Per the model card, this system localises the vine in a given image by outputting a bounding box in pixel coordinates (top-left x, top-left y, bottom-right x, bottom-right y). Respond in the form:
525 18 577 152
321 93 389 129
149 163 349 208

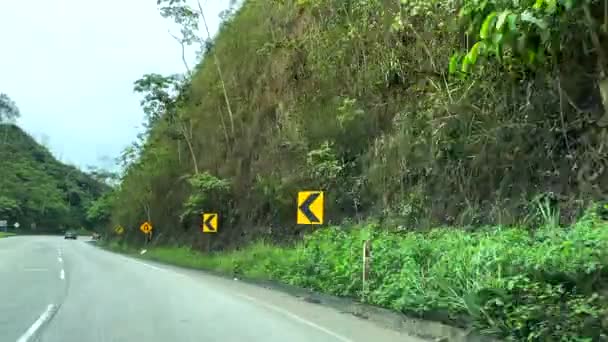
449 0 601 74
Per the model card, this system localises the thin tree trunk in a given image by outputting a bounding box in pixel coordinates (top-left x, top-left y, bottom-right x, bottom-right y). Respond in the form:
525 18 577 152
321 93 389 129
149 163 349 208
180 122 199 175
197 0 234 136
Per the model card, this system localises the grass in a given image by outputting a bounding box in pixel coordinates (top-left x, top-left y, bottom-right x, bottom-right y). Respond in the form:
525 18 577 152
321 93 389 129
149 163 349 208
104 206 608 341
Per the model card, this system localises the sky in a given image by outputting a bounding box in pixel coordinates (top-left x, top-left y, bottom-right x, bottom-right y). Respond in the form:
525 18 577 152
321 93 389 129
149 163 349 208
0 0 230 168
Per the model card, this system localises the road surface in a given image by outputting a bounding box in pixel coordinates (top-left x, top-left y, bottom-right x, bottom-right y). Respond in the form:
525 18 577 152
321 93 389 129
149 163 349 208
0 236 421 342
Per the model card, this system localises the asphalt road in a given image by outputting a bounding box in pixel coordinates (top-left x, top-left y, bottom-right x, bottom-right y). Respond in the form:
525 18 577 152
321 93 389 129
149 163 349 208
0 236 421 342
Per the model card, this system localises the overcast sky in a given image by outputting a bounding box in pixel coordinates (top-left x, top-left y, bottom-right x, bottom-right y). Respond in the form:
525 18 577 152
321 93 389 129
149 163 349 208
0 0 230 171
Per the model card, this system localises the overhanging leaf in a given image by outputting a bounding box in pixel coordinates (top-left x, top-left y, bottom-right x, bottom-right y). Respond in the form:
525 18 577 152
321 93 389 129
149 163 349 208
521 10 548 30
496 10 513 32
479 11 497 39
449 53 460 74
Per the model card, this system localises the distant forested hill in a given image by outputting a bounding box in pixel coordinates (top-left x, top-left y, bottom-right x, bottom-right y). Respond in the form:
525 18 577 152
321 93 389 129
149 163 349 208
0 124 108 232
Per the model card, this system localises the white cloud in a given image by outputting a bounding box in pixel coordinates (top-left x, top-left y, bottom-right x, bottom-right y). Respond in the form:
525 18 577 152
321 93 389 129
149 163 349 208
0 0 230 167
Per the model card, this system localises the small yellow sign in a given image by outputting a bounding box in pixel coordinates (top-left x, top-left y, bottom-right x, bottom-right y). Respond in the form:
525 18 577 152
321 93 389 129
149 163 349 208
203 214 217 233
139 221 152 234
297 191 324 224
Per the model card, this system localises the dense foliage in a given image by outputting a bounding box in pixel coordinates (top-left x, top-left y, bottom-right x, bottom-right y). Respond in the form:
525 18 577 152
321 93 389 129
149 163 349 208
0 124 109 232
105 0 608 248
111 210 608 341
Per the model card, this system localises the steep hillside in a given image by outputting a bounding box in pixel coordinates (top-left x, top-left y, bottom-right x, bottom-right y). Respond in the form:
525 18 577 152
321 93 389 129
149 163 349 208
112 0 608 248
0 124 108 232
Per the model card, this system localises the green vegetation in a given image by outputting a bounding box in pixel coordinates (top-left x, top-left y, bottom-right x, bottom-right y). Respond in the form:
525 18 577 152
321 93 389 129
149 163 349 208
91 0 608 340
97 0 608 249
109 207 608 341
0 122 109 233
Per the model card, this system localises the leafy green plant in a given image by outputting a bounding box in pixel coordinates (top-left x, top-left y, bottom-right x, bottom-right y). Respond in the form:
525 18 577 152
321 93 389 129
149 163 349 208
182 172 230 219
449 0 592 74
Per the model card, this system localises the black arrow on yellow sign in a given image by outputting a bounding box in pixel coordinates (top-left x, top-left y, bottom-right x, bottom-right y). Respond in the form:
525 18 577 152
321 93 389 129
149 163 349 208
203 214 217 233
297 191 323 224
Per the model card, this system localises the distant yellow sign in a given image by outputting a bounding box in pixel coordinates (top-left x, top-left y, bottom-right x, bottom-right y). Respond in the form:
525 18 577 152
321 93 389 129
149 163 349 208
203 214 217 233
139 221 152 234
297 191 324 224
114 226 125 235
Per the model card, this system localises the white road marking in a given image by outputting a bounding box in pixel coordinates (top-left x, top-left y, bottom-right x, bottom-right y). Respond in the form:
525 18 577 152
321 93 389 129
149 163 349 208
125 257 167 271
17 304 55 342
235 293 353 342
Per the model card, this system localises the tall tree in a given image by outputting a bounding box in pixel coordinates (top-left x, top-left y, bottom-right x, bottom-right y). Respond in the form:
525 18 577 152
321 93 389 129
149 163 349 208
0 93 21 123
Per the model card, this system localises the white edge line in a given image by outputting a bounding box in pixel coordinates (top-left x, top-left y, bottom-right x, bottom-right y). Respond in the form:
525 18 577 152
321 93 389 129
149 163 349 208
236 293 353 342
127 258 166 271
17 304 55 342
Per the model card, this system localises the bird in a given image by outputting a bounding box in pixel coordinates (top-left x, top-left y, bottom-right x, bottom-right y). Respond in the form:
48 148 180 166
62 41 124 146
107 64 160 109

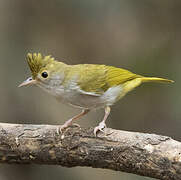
====
> _WHAT IS REQUIRED_
Copy out every entry above word for word, without the pictures.

> _EXERCISE RESPONSE_
Per the model card, this system localises the vine in a given image by outputting a bounding box in pixel coordinates (top-left x, top-left y, bottom-right x, bottom-right y). Respond in the form:
525 18 577 152
321 93 389 129
149 163 349 208

449 0 601 74
Per the model card, this system localises the thin tree trunk in a given image by outputting a bounding box in pixel coordinates (top-left x, top-left y, bottom-right x, bottom-right y). Respond in the form:
525 18 577 152
321 93 389 129
149 163 349 208
180 122 199 175
197 0 234 136
Per the model card, this system localises the grass in a given image by outputting a bounding box in pixel coordinates (top-left x, top-left y, bottom-right x, bottom-right y). Respond in the form:
525 18 577 152
321 93 389 129
149 163 349 208
104 206 608 341
Per the model card, this system localises the sky in a given image by outputting a bounding box in pixel coordinates (top-left x, top-left y, bottom-right x, bottom-right y). Respond in the form:
525 18 577 152
321 93 389 129
149 163 349 208
0 0 230 168
Per the model card, this system localises the road surface in a given image by outputting a bounding box in pixel coordinates (top-left x, top-left y, bottom-right x, bottom-right y). Respond in the form:
525 18 577 152
321 93 389 129
149 163 349 208
0 236 421 342
Per the model card, this system localises the asphalt road in a given image by outputting a bounding box in pixel coordinates (top-left x, top-left y, bottom-right x, bottom-right y). Respond in the form:
525 18 577 152
321 93 389 129
149 163 349 208
0 236 421 342
Per the model card, this system localises the overcast sky in a given image by outputting a bounding box in pixel coordinates (top-left x, top-left y, bottom-right x, bottom-right y). Respond in the form:
525 18 577 152
321 93 389 129
149 163 349 208
0 0 230 171
Per the model card, this system localises the overhanging leaf in a given image by outputting a bounding box in pixel coordinates (top-left x, top-left y, bottom-right x, bottom-right y). Respond in the form:
525 18 577 152
321 93 389 129
149 163 349 208
521 10 548 30
496 10 513 32
479 11 497 39
449 53 460 74
Per the model card, this system localises the distant forested hill in a given image by outputting a bounding box in pixel coordinates (top-left x, top-left y, bottom-right x, bottom-right y). Respond in the form:
525 18 577 152
321 93 389 129
149 163 349 208
0 124 108 232
Per the model card, this system localises the white cloud in a given image by outputting a bounding box in pixel coordinates (top-left x, top-left y, bottom-right x, bottom-right y). Respond in the form:
525 18 577 152
321 93 389 129
149 163 349 208
0 0 230 167
Per the model card, this system localises the small yellow sign in a given image by outputting a bounding box in pixel coordinates (top-left x, top-left y, bottom-right x, bottom-right y). Respond in the form:
525 18 577 152
321 93 389 129
149 163 349 208
203 214 217 233
139 221 152 234
297 191 324 224
Per the model card, this system localises the dense foliage in a given image by outputting a bounding box in pixel coordinates (top-left x, top-left y, bottom-right x, bottom-right y). Respond in the form:
525 18 577 152
321 93 389 129
149 163 349 208
0 124 109 232
105 0 608 248
111 210 608 341
Per the model card, this system localises the steep hillside in a given image by outputting a bounding box in pixel coordinates (top-left x, top-left y, bottom-right x, bottom-right y). Respond in the form:
525 18 577 152
321 93 389 129
149 163 349 208
112 0 608 248
0 124 108 232
Per the model card, this system localises the green vegetation in a given image by outputting a bounding box in pixel coordinates (top-left x, top-left y, bottom-right x, bottom-right y). Respond in the form:
525 18 577 152
321 93 389 129
149 163 349 208
91 0 608 340
97 0 608 249
109 207 608 341
0 122 109 233
Per the model card, this system localises the leafy green plant in a given image by outputting a bounding box in pixel coordinates (top-left x, top-left y, bottom-right x, bottom-right y). Respond in the form:
525 18 577 152
321 93 389 129
149 163 349 208
182 172 230 219
449 0 592 74
Per the model card, this system localises the black arrow on yellow sign in a given image by outputting a bounding box in pixel coordinates (top-left x, top-left y, bottom-right x, bottom-right y). Respond in the form:
525 18 577 152
321 93 389 129
149 163 349 208
203 214 217 233
297 191 323 224
Per the model card, this system localises the distant yellow sign in a given image by outputting a bounding box in pixel coordinates (top-left x, top-left y, bottom-right x, bottom-right y). Respond in the form:
525 18 577 152
321 93 389 129
149 163 349 208
203 214 217 233
139 221 152 234
297 191 324 224
114 226 125 235
Per the model card, this system localises the white road marking in a given image by outputting a bounding box in pixel coordinates (top-left x, top-left y, bottom-right x, bottom-right y). Respond in the form:
525 18 577 152
321 93 389 129
149 163 349 208
125 257 167 271
17 304 55 342
235 293 353 342
Per the model card, this system localises the tall tree in a given image by outputting a bounding box in pixel coordinates (top-left x, top-left y, bottom-right x, bottom-right y). Respond in the form:
525 18 577 152
321 93 389 129
149 163 349 208
0 93 21 123
Per the model card, this system localises the white edge line in a given image by outputting a bounding box in pixel coordinates (top-left x, top-left y, bottom-right x, bottom-right y). Respond in the form:
525 18 577 152
321 93 389 129
149 163 349 208
236 293 353 342
127 258 166 271
17 304 55 342
Per the model card, this system localises the bird in a given image by outputting a bounding box in pixel coordinates (top-left x, top-left y, bottom-right x, bottom-right y). Respond in the form:
48 148 180 166
62 41 124 146
107 64 160 109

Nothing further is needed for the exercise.